(Point labeling examples)
* * * *

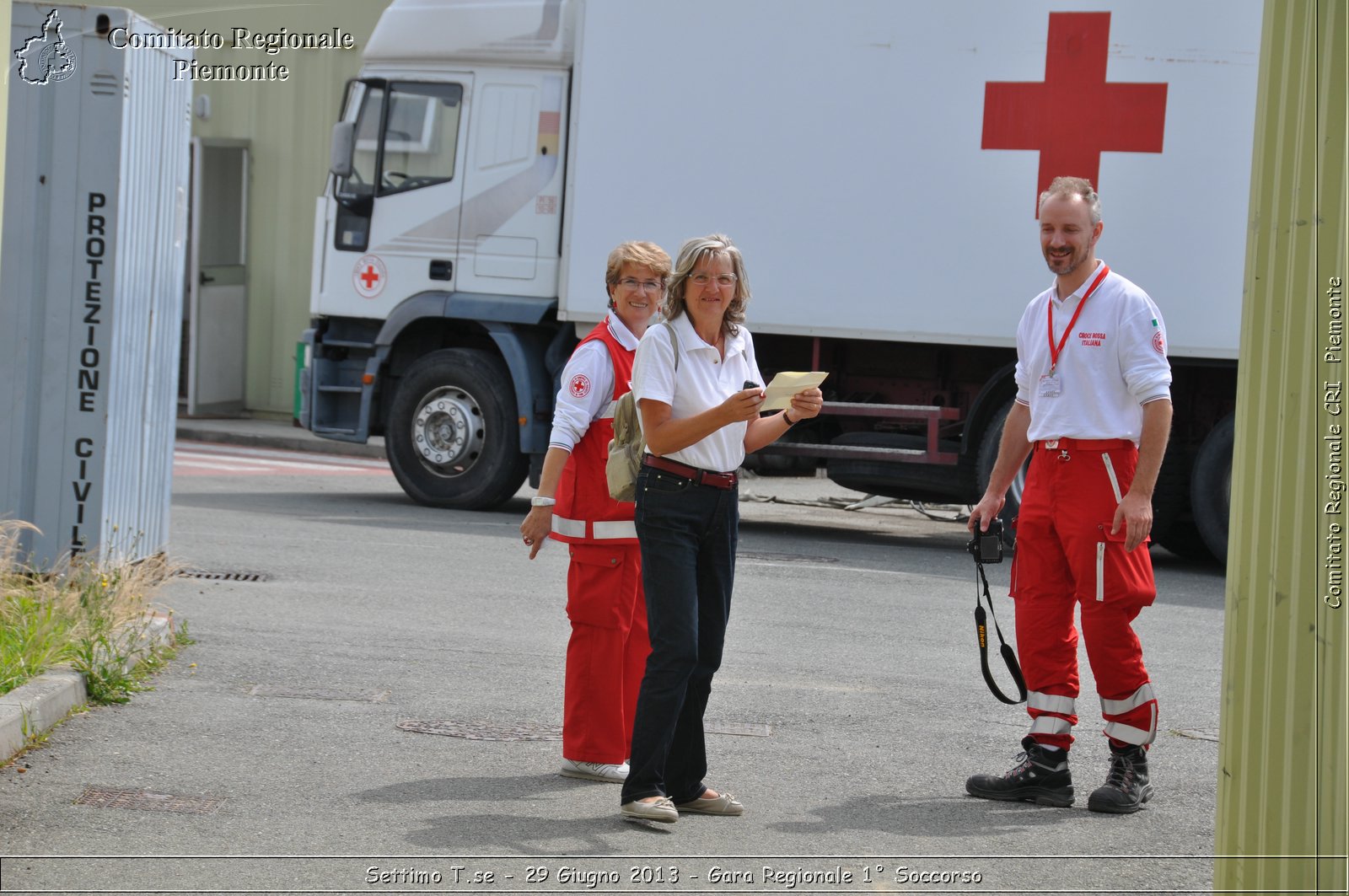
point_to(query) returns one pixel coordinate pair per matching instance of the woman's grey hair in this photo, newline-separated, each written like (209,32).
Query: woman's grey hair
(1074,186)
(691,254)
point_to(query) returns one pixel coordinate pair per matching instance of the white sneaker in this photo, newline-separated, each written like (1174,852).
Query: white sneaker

* * * *

▸ Aim: Retype all of the items above word for word, omitting the pictures.

▸ Solution to the exercise:
point_to(query) returns one pixel coordinate pair per matching instance of the woman's grey hair in this photo, newline-separated, each written like (209,32).
Query: woman's grey hair
(1074,186)
(691,254)
point_to(query) returns one pixel coordinate pair per matching instance of the white sneaker in this photo, newline-separated, each written like (1174,852).
Query: white sneaker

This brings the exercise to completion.